Provided text =>
◆ ◆ ◆ ◆

From the 1950s through the early 2000s, 3M disposed of per- and polyfluoroalkyl substances produced during the manufacturing process of various industrial products in four dumping sites in Minnesota. These chemicals have contaminated the groundwater of over 170,000 residents of the Twin Cities East Metro Area, culminating in an $850 million settlement with the State of Minnesota in 2018.

Background of PFAs

PFAs 
Per- and Polyfluoroalkyl Substances – also known as PFAs – are widely used, long lasting chemicals found in many consumer, commercial, and industrial products. Breaking down very slowly in the environment, PFAs have been found in water, air, fish, soil, the blood of humans and animals, and food products around the world.

◆ ◆ ◆ ◆

Given data =>
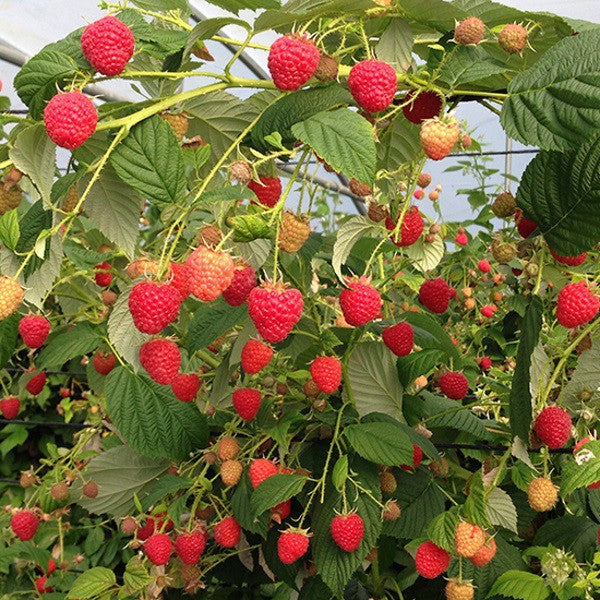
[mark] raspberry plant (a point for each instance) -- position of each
(260, 396)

◆ ◆ ◆ ◆

Please answer from the text on 3M's chemical disposal in Minnesota: how many Twin Cities East Metro Area residents had their groundwater contaminated? The listing is separate material, unrelated to the text on 3M's chemical disposal in Minnesota.

Answer to this task => Over 170,000 residents.